PASSAGE SHOWN >>
Yes, a lower budget deficit is cool, but given the overwhelming burden of entitlement spending over the horizon, it’s only a temporary reprieve. Still, the Democrats have some serious chutzpah for raising this issue now:
The other favorite line of critics yesterday was summed up by North Dakota Democrat Kent Conrad, who said the deficit would still "explode" in the long term because of the "coming retirement of the baby boom generation." But this is a political bait-and-switch. When Senator Conrad had the chance to do something about the "long term" by reforming Social Security in 2005, he refused. But now that the tax cuts he opposed are reducing the short-term deficit, he's back to fretting about the long term. At least Mr. Conrad is consistent in wanting a tax increase.Let’s all recall that famous moment in the State of the Union address when the Democrats cheered the end of Social Security reform. They have abdicated their right to complain about entitlement reform now.
There surely is a long-term budget problem, driven largely by fast-growing entitlements for seniors. Federal spending is still climbing by 8.6% this year, with Medicare alone growing at an astonishing rate of 15.5%, or $33 billion in the first nine months of this fiscal year (which ends September 30). Thank the GOP prescription drug benefit for that future taxpayer burden. The only solution to the entitlement problem, short or long term, is to reform both Medicare and Social Security.
1 comment:
Your comments are clueless. Democrats have always known that Social Security needed fixing. Just not the kind of fixing the Republicans wanted.

SUPPLIED MATERIAL >>
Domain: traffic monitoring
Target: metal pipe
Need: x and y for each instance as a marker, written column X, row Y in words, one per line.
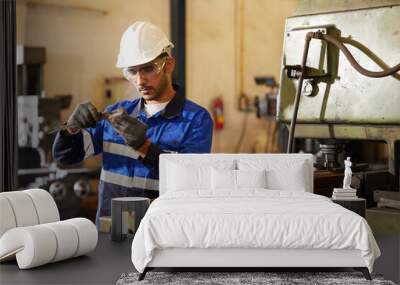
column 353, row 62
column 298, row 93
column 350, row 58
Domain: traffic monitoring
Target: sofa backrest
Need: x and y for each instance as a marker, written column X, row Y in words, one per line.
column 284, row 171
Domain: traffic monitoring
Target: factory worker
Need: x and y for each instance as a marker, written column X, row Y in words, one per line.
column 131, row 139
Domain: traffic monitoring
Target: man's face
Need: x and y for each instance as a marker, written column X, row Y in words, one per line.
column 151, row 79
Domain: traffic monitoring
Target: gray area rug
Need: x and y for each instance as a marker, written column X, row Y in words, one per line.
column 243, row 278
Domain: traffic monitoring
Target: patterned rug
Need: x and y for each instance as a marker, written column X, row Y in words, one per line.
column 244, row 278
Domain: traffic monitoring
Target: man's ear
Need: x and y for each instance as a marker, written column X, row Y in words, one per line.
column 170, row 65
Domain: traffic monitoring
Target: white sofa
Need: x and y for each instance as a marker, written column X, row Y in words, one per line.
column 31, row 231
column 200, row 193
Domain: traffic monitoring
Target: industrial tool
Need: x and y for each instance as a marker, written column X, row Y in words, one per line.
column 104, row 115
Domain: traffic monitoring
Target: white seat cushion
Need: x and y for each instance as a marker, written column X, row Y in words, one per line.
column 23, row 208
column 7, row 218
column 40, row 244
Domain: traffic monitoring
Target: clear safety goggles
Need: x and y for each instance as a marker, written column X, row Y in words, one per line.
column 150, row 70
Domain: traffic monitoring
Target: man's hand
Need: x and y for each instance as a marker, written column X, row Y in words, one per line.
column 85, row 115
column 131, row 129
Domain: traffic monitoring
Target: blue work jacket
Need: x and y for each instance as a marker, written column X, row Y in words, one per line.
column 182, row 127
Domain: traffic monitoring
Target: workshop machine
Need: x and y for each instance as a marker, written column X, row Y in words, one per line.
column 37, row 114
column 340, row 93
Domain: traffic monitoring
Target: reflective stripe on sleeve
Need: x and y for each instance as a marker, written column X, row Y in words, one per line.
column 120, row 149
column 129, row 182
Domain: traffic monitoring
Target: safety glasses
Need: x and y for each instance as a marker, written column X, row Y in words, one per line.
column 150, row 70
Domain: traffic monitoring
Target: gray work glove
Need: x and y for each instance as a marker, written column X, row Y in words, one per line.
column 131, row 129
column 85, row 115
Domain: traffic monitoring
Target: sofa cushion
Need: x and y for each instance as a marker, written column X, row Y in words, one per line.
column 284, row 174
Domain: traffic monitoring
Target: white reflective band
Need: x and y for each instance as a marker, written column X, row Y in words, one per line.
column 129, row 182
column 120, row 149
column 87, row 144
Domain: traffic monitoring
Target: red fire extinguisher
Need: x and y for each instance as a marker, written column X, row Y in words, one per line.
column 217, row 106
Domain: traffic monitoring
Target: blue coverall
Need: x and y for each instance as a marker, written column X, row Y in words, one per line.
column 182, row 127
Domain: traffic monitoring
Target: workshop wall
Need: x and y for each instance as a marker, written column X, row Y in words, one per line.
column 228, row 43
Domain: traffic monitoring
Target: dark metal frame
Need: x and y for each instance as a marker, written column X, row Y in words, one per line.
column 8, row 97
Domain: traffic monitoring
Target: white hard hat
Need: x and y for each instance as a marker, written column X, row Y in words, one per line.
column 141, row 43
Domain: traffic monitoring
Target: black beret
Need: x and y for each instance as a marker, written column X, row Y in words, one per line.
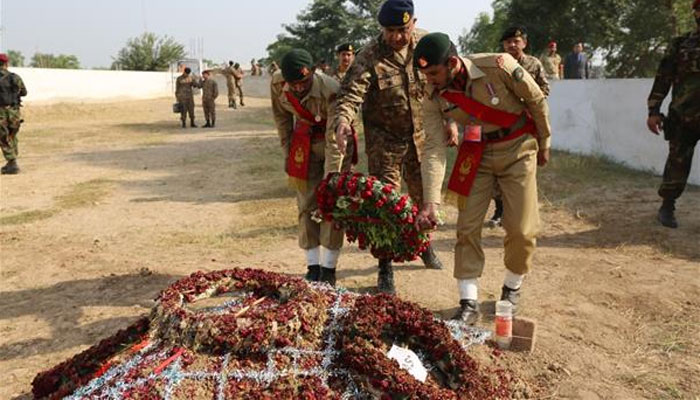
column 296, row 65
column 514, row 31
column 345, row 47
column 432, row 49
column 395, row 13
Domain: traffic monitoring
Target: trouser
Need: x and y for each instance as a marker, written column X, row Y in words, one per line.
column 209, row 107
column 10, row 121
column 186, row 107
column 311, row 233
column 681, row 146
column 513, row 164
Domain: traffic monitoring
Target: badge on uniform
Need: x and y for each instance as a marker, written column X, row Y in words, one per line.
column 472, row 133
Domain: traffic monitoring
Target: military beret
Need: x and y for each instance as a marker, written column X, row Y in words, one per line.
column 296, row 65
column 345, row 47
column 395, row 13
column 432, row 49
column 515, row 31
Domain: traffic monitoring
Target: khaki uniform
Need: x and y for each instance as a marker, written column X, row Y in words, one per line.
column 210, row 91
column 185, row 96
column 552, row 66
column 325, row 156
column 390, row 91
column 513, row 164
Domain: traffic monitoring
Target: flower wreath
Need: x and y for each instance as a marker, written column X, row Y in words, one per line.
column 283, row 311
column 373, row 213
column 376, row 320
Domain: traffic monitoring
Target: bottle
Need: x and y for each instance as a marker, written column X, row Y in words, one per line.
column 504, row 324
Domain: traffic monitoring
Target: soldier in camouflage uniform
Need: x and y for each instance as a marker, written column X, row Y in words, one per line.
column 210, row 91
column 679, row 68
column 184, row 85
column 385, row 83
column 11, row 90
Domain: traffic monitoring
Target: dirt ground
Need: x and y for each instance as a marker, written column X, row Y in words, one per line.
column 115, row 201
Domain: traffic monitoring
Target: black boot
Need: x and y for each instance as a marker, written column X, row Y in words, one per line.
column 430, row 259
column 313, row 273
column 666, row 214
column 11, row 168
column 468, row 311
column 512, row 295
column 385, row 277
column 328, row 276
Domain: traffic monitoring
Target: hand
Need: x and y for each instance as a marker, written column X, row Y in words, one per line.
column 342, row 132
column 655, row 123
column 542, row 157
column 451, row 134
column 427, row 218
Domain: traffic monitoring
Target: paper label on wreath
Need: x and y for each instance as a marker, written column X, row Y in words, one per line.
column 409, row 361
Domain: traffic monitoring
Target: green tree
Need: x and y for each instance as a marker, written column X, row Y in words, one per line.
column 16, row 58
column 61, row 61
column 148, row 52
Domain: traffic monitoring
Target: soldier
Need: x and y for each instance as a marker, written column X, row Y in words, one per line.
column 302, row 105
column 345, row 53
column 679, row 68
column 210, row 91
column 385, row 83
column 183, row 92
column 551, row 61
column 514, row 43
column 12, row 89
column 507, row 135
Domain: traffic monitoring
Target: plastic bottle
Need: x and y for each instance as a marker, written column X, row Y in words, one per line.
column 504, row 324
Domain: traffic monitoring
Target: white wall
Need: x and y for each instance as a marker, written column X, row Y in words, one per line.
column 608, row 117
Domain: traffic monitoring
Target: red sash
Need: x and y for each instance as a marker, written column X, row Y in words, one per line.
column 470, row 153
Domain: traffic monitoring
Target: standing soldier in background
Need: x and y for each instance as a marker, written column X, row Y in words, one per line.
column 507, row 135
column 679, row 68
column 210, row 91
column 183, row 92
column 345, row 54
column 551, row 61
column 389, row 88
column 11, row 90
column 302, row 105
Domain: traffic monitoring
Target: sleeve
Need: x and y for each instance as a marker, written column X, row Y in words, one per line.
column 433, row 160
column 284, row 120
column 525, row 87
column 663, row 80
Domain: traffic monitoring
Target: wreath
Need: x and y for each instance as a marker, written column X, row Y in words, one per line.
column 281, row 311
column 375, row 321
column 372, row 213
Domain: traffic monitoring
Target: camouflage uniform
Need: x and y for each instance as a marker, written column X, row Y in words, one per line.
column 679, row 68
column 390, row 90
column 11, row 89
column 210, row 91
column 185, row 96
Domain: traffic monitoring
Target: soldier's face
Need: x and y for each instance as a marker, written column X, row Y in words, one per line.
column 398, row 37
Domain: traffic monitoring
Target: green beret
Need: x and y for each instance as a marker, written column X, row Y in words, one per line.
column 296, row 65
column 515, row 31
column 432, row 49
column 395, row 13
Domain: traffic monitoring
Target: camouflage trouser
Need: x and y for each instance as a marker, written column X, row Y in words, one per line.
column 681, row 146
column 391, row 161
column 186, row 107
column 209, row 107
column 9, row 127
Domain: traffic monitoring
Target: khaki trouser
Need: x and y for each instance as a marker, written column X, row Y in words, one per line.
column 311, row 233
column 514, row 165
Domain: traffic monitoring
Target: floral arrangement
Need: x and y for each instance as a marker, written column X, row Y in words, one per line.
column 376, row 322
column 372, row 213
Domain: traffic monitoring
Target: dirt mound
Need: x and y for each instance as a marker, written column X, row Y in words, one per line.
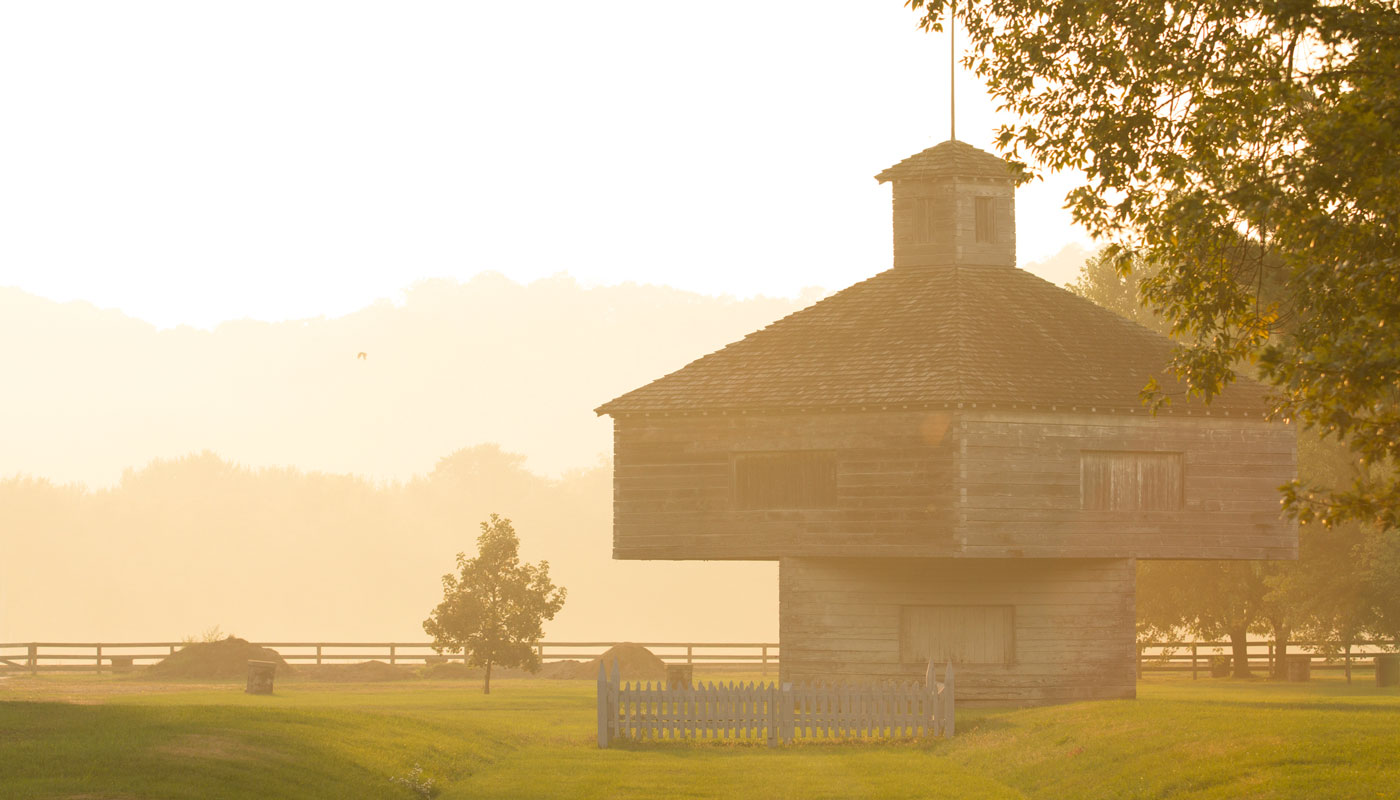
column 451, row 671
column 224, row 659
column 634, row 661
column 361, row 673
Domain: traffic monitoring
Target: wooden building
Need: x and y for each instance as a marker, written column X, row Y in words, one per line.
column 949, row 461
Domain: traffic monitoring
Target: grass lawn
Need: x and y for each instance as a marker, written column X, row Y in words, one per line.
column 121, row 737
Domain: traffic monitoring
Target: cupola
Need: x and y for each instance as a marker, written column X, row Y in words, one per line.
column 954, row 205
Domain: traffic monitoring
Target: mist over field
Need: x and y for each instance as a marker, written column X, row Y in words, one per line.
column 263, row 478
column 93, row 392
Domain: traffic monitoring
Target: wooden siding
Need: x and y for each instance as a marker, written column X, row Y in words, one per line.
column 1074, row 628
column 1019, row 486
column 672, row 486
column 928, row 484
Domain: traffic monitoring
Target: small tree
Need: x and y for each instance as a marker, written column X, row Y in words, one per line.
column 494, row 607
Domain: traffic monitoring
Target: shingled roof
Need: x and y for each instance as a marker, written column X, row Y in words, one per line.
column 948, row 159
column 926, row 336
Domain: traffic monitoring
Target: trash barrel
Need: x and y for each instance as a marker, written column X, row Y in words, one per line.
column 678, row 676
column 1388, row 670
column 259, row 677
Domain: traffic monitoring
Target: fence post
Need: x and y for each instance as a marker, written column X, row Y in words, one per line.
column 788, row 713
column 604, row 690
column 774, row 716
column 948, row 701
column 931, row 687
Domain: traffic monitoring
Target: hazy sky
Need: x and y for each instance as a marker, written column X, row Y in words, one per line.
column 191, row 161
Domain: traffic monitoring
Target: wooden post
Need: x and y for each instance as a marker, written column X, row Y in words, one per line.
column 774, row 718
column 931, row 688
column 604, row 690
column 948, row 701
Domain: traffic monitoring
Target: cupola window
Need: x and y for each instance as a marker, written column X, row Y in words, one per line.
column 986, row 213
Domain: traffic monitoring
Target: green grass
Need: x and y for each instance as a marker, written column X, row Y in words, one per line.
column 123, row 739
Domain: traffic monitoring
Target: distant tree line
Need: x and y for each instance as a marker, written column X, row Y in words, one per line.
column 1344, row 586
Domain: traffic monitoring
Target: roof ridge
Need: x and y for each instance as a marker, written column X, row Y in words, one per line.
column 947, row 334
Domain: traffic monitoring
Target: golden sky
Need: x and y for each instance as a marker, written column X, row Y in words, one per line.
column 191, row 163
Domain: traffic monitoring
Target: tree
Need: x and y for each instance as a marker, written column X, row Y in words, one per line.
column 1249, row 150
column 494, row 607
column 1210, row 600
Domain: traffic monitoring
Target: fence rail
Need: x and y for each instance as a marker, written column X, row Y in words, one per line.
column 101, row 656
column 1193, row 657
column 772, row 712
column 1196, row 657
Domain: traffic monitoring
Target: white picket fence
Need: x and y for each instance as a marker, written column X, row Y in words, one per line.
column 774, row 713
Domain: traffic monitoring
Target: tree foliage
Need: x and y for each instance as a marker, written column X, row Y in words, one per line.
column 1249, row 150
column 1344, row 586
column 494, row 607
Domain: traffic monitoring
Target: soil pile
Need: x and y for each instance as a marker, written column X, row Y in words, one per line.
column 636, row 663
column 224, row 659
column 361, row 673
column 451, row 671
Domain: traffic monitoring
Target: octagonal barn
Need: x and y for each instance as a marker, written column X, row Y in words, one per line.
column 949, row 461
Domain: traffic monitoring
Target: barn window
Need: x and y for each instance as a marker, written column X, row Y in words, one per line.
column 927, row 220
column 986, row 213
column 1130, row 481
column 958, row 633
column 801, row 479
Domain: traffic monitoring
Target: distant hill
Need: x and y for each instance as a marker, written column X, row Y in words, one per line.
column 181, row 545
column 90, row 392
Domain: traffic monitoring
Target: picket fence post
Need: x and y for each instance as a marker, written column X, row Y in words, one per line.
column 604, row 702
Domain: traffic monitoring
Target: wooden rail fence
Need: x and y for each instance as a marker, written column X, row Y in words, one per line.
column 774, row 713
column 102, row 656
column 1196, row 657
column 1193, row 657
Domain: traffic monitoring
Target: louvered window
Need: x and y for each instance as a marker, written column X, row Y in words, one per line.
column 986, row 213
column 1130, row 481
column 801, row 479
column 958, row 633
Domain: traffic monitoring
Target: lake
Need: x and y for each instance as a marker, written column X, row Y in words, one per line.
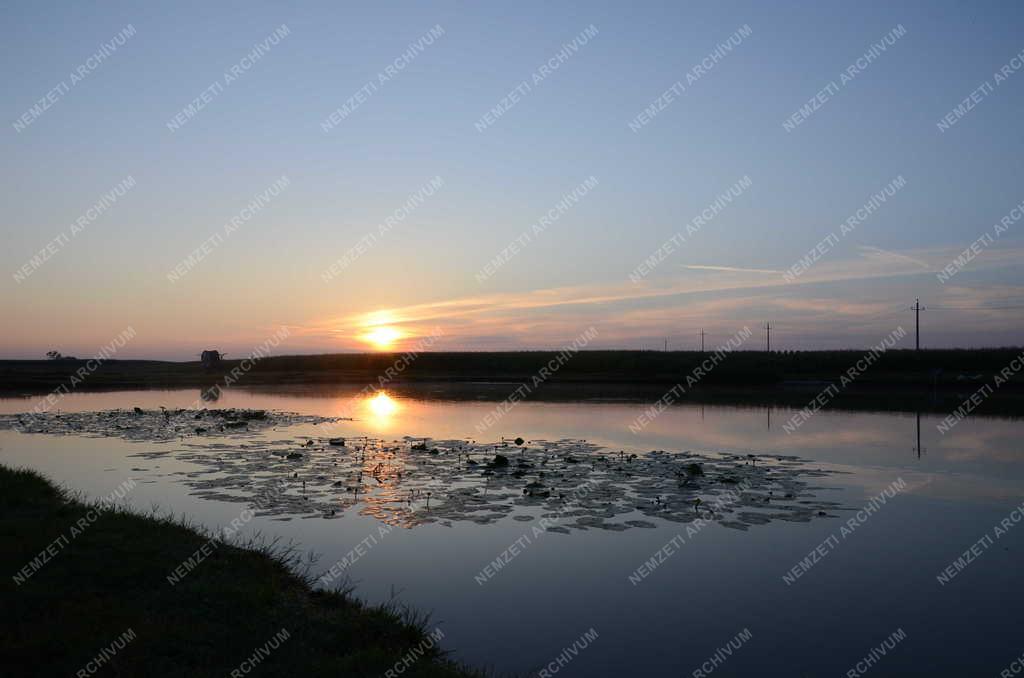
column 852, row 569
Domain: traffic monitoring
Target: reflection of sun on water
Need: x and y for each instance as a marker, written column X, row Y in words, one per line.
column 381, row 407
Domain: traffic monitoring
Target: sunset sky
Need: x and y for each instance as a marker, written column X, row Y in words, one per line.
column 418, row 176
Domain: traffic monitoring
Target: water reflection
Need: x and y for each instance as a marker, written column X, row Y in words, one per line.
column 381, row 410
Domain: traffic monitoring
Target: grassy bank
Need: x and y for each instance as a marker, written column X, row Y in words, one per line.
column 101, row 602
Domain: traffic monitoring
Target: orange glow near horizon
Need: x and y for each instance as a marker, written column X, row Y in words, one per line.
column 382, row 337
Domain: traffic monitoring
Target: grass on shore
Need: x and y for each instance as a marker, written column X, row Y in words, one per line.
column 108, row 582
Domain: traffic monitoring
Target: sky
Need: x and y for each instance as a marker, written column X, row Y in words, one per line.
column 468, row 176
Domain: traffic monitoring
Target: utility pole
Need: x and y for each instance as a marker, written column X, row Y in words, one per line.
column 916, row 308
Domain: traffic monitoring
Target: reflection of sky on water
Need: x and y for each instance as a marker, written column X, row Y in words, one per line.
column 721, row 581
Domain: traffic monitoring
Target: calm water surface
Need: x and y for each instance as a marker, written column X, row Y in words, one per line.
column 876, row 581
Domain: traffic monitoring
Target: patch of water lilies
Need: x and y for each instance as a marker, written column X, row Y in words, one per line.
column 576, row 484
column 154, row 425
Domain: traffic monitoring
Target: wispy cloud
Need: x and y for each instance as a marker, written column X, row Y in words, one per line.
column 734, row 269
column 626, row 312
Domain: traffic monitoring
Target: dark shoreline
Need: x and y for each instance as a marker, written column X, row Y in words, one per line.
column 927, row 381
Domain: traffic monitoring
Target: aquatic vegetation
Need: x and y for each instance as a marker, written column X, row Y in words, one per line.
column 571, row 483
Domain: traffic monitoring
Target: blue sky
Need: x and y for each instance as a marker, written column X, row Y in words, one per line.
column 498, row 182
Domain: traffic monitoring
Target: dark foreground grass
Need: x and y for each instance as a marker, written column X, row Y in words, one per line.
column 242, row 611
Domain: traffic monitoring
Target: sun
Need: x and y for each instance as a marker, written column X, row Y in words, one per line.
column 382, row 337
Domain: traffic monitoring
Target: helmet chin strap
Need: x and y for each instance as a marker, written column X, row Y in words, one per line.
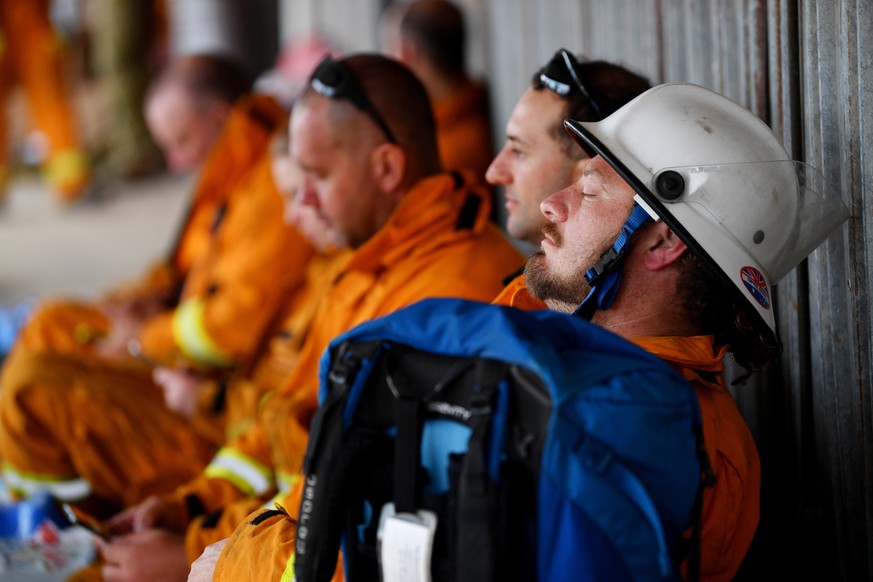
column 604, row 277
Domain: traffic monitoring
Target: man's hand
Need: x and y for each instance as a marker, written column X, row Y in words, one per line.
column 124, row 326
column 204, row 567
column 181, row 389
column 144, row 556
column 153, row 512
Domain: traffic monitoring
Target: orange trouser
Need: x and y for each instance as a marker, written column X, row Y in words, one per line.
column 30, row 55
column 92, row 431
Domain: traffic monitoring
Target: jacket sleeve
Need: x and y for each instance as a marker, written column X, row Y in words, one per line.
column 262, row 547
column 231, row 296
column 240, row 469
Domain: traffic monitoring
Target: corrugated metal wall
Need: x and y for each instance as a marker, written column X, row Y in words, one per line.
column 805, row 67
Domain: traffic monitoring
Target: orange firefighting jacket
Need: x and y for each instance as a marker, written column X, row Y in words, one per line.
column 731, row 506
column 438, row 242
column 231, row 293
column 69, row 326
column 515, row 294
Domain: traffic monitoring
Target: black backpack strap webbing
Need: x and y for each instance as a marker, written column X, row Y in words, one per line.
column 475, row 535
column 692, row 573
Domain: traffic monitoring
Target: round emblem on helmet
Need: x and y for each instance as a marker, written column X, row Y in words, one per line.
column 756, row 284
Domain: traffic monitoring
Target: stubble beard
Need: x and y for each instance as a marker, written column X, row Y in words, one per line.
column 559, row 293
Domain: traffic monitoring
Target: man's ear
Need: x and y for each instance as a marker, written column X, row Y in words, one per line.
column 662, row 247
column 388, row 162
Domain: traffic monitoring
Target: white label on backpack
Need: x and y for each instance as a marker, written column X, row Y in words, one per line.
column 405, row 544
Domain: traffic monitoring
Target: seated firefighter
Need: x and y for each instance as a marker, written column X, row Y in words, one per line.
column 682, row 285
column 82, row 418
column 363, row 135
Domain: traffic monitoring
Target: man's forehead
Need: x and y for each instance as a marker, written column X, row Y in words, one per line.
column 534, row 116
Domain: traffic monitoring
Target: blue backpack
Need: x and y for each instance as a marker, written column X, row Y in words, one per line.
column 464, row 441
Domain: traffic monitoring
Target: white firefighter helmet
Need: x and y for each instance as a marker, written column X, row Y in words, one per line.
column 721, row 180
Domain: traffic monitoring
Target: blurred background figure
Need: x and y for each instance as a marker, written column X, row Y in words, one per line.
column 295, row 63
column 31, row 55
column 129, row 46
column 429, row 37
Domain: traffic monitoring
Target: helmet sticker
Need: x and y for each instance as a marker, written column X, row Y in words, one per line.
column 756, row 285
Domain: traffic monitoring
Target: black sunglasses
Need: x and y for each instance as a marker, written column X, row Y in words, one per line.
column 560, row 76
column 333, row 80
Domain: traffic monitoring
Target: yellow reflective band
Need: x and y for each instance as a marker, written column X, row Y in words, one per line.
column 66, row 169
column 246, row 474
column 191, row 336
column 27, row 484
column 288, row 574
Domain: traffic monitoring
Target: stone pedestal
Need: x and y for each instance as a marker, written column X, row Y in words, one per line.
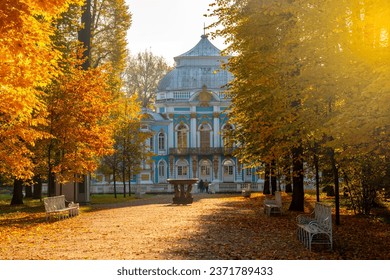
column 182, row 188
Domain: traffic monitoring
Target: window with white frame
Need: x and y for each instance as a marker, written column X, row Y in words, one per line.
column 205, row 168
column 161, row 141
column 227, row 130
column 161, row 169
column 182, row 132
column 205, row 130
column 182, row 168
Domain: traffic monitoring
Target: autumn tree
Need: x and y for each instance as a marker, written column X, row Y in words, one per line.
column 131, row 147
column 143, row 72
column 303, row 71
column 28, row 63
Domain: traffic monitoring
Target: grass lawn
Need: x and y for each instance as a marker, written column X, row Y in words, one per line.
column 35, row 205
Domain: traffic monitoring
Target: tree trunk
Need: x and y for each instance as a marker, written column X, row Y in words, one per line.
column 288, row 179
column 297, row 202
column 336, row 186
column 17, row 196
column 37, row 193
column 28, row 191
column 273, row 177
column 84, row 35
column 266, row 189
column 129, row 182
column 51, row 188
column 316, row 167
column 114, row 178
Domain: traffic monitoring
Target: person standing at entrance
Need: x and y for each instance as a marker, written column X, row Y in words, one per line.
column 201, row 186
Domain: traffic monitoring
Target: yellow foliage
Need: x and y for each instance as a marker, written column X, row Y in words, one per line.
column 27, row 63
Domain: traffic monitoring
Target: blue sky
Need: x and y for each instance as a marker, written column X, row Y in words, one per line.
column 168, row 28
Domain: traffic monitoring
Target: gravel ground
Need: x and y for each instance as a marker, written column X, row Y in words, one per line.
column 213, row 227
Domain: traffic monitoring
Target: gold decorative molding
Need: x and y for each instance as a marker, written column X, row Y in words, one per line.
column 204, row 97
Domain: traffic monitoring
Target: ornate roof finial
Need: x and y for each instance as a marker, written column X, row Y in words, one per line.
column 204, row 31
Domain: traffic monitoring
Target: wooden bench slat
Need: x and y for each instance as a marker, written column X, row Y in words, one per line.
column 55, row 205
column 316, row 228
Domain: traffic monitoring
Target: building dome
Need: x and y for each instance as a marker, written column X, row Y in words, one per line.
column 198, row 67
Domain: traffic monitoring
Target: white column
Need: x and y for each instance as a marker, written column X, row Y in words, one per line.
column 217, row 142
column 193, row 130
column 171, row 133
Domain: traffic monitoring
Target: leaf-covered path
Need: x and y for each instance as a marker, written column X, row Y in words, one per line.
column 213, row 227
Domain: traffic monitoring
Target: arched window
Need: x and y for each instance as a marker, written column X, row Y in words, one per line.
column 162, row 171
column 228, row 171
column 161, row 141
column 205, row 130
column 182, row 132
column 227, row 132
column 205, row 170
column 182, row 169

ACTIONS TO TAKE >>
A) In the deficit commentary, rewrite the stretch from "There surely is" through "the Republicans wanted.", changing "Medicare" to "Medicaid".
B) Answer these questions from the deficit commentary.
(i) Which senator said the deficit would "explode" in the long term, and which state does he represent?
(ii) By what percentage is federal spending climbing this year?
(iii) On what date does the fiscal year end?

ANSWERS TO THE TASKS >>
A)
There surely is a long-term budget problem, driven largely by fast-growing entitlements for seniors. Federal spending is still climbing by 8.6% this year, with Medicaid alone growing at an astonishing rate of 15.5%, or $33 billion in the first nine months of this fiscal year (which ends September 30). Thank the GOP prescription drug benefit for that future taxpayer burden. The only solution to the entitlement problem, short or long term, is to reform both Medicaid and Social Security.
1 comment:
Your comments are clueless. Democrats have always known that Social Security needed fixing. Just not the kind of fixing the Republicans wanted.

B)
(i) Kent Conrad, a Democrat from North Dakota.
(ii) 8.6%.
(iii) September 30.